## Exercise goal
Could you put every line of the records below into a Markdown table with the columns Row and Line, numbering each row and leaving out blank lines?

[Start Extracted entries]

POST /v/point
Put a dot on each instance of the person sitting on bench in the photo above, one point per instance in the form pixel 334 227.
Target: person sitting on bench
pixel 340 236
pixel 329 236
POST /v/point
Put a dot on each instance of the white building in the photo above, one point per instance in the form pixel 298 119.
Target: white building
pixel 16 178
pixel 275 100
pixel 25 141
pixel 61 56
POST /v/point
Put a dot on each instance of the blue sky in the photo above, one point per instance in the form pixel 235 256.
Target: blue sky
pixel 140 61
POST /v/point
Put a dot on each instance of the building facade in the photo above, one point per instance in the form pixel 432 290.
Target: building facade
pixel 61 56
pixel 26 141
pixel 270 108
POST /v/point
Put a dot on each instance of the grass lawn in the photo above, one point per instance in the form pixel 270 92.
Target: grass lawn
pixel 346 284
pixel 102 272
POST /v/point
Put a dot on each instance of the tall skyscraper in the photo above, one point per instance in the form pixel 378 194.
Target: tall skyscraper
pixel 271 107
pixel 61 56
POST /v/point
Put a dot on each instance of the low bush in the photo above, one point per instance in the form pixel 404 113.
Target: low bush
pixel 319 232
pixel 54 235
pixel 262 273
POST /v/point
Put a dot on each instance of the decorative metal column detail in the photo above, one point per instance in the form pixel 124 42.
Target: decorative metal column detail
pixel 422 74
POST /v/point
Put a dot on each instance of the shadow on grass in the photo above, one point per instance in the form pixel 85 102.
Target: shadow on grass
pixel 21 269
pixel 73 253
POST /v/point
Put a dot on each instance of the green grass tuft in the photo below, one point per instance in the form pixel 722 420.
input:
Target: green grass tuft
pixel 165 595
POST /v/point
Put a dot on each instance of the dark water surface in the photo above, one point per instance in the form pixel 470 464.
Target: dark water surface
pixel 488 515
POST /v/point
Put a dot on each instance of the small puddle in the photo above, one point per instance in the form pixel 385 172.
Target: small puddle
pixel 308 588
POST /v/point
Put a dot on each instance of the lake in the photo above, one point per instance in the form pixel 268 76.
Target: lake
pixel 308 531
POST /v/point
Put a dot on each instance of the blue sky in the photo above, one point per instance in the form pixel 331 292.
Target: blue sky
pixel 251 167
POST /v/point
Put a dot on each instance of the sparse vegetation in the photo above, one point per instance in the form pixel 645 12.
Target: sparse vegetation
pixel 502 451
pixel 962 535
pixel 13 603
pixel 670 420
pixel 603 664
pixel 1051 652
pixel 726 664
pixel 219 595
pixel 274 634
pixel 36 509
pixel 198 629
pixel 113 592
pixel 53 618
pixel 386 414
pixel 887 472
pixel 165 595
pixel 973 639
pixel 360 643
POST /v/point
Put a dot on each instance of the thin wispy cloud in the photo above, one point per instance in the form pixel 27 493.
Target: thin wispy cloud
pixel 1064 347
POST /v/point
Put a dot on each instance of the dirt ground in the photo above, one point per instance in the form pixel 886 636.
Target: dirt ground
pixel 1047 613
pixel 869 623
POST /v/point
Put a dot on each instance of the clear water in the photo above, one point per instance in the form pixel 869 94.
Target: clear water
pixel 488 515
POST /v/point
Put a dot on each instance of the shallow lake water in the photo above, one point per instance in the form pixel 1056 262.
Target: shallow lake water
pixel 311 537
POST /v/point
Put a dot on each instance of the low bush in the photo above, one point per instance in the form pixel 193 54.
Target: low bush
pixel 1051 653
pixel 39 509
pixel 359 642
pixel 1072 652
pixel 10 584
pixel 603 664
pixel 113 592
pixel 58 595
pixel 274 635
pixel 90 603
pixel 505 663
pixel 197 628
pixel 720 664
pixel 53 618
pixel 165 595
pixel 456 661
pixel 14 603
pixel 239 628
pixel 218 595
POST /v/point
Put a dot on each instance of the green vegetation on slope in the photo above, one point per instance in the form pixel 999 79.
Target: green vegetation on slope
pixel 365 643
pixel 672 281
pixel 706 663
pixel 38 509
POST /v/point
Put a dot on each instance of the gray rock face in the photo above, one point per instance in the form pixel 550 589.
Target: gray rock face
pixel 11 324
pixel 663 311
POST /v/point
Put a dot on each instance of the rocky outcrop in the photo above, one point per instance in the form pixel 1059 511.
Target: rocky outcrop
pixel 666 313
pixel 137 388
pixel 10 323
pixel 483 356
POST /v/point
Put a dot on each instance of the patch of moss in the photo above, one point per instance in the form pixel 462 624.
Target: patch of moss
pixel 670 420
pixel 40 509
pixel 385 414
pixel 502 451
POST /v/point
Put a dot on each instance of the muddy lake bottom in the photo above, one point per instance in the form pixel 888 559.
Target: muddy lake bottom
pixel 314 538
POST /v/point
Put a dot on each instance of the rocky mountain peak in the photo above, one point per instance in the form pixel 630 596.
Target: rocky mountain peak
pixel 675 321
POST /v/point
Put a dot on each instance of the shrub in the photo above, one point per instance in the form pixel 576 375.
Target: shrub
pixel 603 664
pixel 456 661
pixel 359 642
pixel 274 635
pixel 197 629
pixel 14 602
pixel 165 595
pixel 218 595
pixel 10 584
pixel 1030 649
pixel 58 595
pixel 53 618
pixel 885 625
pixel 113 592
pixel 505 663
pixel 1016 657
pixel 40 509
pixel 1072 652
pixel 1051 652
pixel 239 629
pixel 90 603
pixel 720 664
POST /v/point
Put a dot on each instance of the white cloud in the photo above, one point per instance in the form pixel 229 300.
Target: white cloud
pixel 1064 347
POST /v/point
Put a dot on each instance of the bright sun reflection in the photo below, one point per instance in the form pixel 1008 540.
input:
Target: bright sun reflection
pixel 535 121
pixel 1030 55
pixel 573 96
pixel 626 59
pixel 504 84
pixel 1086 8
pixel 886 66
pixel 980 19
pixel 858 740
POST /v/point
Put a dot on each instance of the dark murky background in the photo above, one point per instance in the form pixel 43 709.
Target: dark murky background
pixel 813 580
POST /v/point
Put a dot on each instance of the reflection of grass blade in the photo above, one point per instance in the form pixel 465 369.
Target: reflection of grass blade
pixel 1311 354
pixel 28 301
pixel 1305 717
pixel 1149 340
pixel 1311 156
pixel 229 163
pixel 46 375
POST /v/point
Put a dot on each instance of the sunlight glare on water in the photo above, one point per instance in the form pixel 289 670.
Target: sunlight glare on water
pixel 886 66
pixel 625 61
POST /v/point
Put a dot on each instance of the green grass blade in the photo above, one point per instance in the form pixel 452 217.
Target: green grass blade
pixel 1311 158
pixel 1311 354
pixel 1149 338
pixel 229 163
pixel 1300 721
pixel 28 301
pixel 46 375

[End Extracted entries]

## The result
| Row | Line |
|---|---|
| 1 | POST /v/point |
| 2 | Put a dot on each instance of the person sitting on bench in the photo above, one point per instance in the form pixel 334 227. |
| 3 | Target: person sitting on bench |
| 4 | pixel 340 236 |
| 5 | pixel 329 236 |
| 6 | POST /v/point |
| 7 | Put a dot on each instance of the white building in the photo above, one point per instance in the form pixel 298 119. |
| 8 | Target: white building |
| 9 | pixel 16 178 |
| 10 | pixel 275 100 |
| 11 | pixel 25 141 |
| 12 | pixel 61 56 |
| 13 | POST /v/point |
| 14 | Put a dot on each instance of the blue sky in the photo above, one point per instance in the form pixel 235 256. |
| 15 | Target: blue sky |
| 16 | pixel 140 61 |
| 17 | POST /v/point |
| 18 | Put a dot on each instance of the building facade in the photo above, one point per instance in the form pixel 432 290. |
| 19 | Target: building facade |
| 20 | pixel 61 56 |
| 21 | pixel 26 141 |
| 22 | pixel 270 108 |
| 23 | POST /v/point |
| 24 | Put a dot on each instance of the grass lawn in the photo above, one point per instance in the form pixel 270 92. |
| 25 | Target: grass lawn |
| 26 | pixel 346 284 |
| 27 | pixel 102 272 |
| 28 | POST /v/point |
| 29 | Put a dot on each instance of the tall skyscraper in the photo above, one point per instance in the form pixel 378 194. |
| 30 | Target: tall skyscraper |
| 31 | pixel 271 107 |
| 32 | pixel 61 56 |
| 33 | POST /v/point |
| 34 | Put a dot on each instance of the low bush in the photo above, one point per instance in the form pixel 404 113. |
| 35 | Target: low bush |
| 36 | pixel 319 232 |
| 37 | pixel 54 235 |
| 38 | pixel 262 273 |
| 39 | POST /v/point |
| 40 | Put a dot on each instance of the decorative metal column detail in the photo above, one point per instance in the form pixel 124 42. |
| 41 | Target: decorative metal column detail |
| 42 | pixel 422 74 |
| 43 | POST /v/point |
| 44 | Put a dot on each instance of the shadow on grass in the photo above, one point per instance in the form pixel 85 102. |
| 45 | Target: shadow on grass |
| 46 | pixel 21 269 |
| 47 | pixel 73 253 |
| 48 | POST /v/point |
| 49 | Put a dot on each instance of the green grass tuft in the photo below, one point per instance in the form pixel 722 420. |
| 50 | input: |
| 51 | Target: green grass tuft |
| 52 | pixel 165 595 |
| 53 | POST /v/point |
| 54 | Put a dot on each instance of the dark water surface in the photo above, one point per instance in the form pixel 470 464. |
| 55 | Target: dark water surface |
| 56 | pixel 488 515 |
| 57 | POST /v/point |
| 58 | Put a dot on each instance of the small puddle in the photo above, one point per instance in the form pixel 385 172. |
| 59 | Target: small puddle |
| 60 | pixel 308 588 |
| 61 | POST /v/point |
| 62 | Put a dot on each instance of the lake in the photo above, one point per instance in the form pixel 268 76. |
| 63 | Target: lake |
| 64 | pixel 308 531 |
| 65 | POST /v/point |
| 66 | Put a dot on each instance of the blue sky in the photo above, one point per instance in the form pixel 331 292. |
| 67 | Target: blue sky |
| 68 | pixel 251 167 |
| 69 | POST /v/point |
| 70 | Put a dot on each instance of the sparse vegetation in the photo above, one point per instance in the form pixel 645 12. |
| 71 | Target: sparse vegetation |
| 72 | pixel 502 451 |
| 73 | pixel 962 535 |
| 74 | pixel 13 603 |
| 75 | pixel 670 420 |
| 76 | pixel 603 664 |
| 77 | pixel 1051 652 |
| 78 | pixel 726 664 |
| 79 | pixel 219 595 |
| 80 | pixel 274 634 |
| 81 | pixel 36 509 |
| 82 | pixel 198 629 |
| 83 | pixel 113 592 |
| 84 | pixel 53 618 |
| 85 | pixel 386 414 |
| 86 | pixel 887 472 |
| 87 | pixel 165 595 |
| 88 | pixel 973 639 |
| 89 | pixel 360 643 |
| 90 | POST /v/point |
| 91 | Put a dot on each instance of the thin wispy cloud in the photo above, one point per instance in the form pixel 27 493. |
| 92 | Target: thin wispy cloud |
| 93 | pixel 1064 347 |
| 94 | POST /v/point |
| 95 | Put a dot on each instance of the dirt ground in the photo above, one point per instance in the form pixel 886 636. |
| 96 | Target: dirt ground |
| 97 | pixel 1047 613 |
| 98 | pixel 869 623 |
| 99 | POST /v/point |
| 100 | Put a dot on each instance of the clear water in the photo above, one point per instance in the form pixel 869 94. |
| 101 | Target: clear water |
| 102 | pixel 488 515 |
| 103 | POST /v/point |
| 104 | Put a dot on each instance of the shallow lake water in the photo above, one point per instance in the form pixel 1056 262. |
| 105 | Target: shallow lake water |
| 106 | pixel 311 537 |
| 107 | POST /v/point |
| 108 | Put a dot on each instance of the low bush in the photo above, one point per instance in the form pixel 193 54. |
| 109 | Target: low bush |
| 110 | pixel 1051 653 |
| 111 | pixel 39 509 |
| 112 | pixel 359 642 |
| 113 | pixel 1072 652 |
| 114 | pixel 10 584 |
| 115 | pixel 603 664 |
| 116 | pixel 113 592 |
| 117 | pixel 58 595 |
| 118 | pixel 274 635 |
| 119 | pixel 90 603 |
| 120 | pixel 505 663 |
| 121 | pixel 197 628 |
| 122 | pixel 720 664 |
| 123 | pixel 53 618 |
| 124 | pixel 165 595 |
| 125 | pixel 456 661 |
| 126 | pixel 14 603 |
| 127 | pixel 239 628 |
| 128 | pixel 218 595 |
| 129 | POST /v/point |
| 130 | Put a dot on each instance of the green vegetation on slope in the photo above, one point per instance in the form pixel 999 79. |
| 131 | Target: green vegetation on slope |
| 132 | pixel 365 643 |
| 133 | pixel 672 281 |
| 134 | pixel 706 663 |
| 135 | pixel 38 509 |
| 136 | POST /v/point |
| 137 | Put a dot on each instance of the gray rock face in the photo above, one point per instance in the form pixel 550 589. |
| 138 | Target: gray rock face |
| 139 | pixel 11 324 |
| 140 | pixel 663 311 |
| 141 | POST /v/point |
| 142 | Put a dot on each instance of the rocky outcrop in the photo above, one point per instance in the form pixel 1059 511. |
| 143 | Target: rocky outcrop |
| 144 | pixel 666 313 |
| 145 | pixel 137 388 |
| 146 | pixel 10 323 |
| 147 | pixel 483 356 |
| 148 | POST /v/point |
| 149 | Put a dot on each instance of the patch of moss in the photo above, one point per instance in the form pixel 462 624. |
| 150 | Target: patch of moss |
| 151 | pixel 670 420 |
| 152 | pixel 40 509 |
| 153 | pixel 385 414 |
| 154 | pixel 502 451 |
| 155 | POST /v/point |
| 156 | Put a dot on each instance of the muddy lake bottom in the photo above, one point per instance in the form pixel 888 559. |
| 157 | Target: muddy lake bottom |
| 158 | pixel 314 538 |
| 159 | POST /v/point |
| 160 | Put a dot on each instance of the rocky mountain peak in the photo above, one point per instance in the form pixel 630 596. |
| 161 | Target: rocky mountain peak |
| 162 | pixel 675 321 |
| 163 | POST /v/point |
| 164 | Put a dot on each instance of the shrub in the photo above, one point per instance in the form pixel 576 375. |
| 165 | Target: shrub |
| 166 | pixel 603 664 |
| 167 | pixel 456 661 |
| 168 | pixel 359 642 |
| 169 | pixel 274 635 |
| 170 | pixel 197 629 |
| 171 | pixel 14 602 |
| 172 | pixel 165 595 |
| 173 | pixel 218 595 |
| 174 | pixel 10 584 |
| 175 | pixel 1030 649 |
| 176 | pixel 58 595 |
| 177 | pixel 53 618 |
| 178 | pixel 885 625 |
| 179 | pixel 113 592 |
| 180 | pixel 505 663 |
| 181 | pixel 1016 657 |
| 182 | pixel 40 509 |
| 183 | pixel 1072 652 |
| 184 | pixel 1051 652 |
| 185 | pixel 239 629 |
| 186 | pixel 90 603 |
| 187 | pixel 720 664 |
| 188 | POST /v/point |
| 189 | Put a dot on each instance of the white cloud in the photo above, one point per instance in the form pixel 229 300. |
| 190 | Target: white cloud |
| 191 | pixel 1064 347 |
| 192 | POST /v/point |
| 193 | Put a dot on each instance of the bright sun reflection in the photo below, one point per instance in the form pixel 1008 540. |
| 194 | input: |
| 195 | Target: bright sun reflection |
| 196 | pixel 535 121 |
| 197 | pixel 1030 55 |
| 198 | pixel 573 96 |
| 199 | pixel 626 59 |
| 200 | pixel 504 84 |
| 201 | pixel 1086 8 |
| 202 | pixel 886 66 |
| 203 | pixel 980 19 |
| 204 | pixel 858 740 |
| 205 | POST /v/point |
| 206 | Put a dot on each instance of the dark murky background in the photo above, one point per instance in the form pixel 43 709. |
| 207 | Target: dark murky background |
| 208 | pixel 813 580 |
| 209 | POST /v/point |
| 210 | Put a dot on each instance of the reflection of grass blade in the photo above, one point per instance in the form pixel 465 369. |
| 211 | Target: reflection of grass blade |
| 212 | pixel 1311 354 |
| 213 | pixel 28 301 |
| 214 | pixel 1305 717 |
| 215 | pixel 1149 340 |
| 216 | pixel 1311 156 |
| 217 | pixel 229 163 |
| 218 | pixel 46 375 |
| 219 | POST /v/point |
| 220 | Put a dot on each instance of the sunlight glare on water in the photo above, one point per instance in the form pixel 289 670. |
| 221 | Target: sunlight glare on water |
| 222 | pixel 886 66 |
| 223 | pixel 625 61 |
| 224 | POST /v/point |
| 225 | Put a dot on each instance of the green grass blade in the photo above, one point per instance in the form pixel 452 217. |
| 226 | Target: green grass blade |
| 227 | pixel 1311 158 |
| 228 | pixel 1311 354 |
| 229 | pixel 1149 338 |
| 230 | pixel 229 163 |
| 231 | pixel 1300 721 |
| 232 | pixel 28 301 |
| 233 | pixel 46 375 |